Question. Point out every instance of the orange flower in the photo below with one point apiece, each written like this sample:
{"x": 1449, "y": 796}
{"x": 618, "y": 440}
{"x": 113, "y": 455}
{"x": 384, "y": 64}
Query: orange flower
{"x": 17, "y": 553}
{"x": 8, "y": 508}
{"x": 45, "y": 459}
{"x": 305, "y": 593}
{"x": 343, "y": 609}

==========

What you will do> Copy the lines above word for word, leaving nothing out.

Solution to this problem>
Question. Point out every instance of the orange flower in the photo below with one point apiece, each written like this sample:
{"x": 1449, "y": 796}
{"x": 618, "y": 440}
{"x": 113, "y": 455}
{"x": 384, "y": 64}
Query: orange flower
{"x": 17, "y": 553}
{"x": 8, "y": 508}
{"x": 45, "y": 459}
{"x": 305, "y": 593}
{"x": 343, "y": 609}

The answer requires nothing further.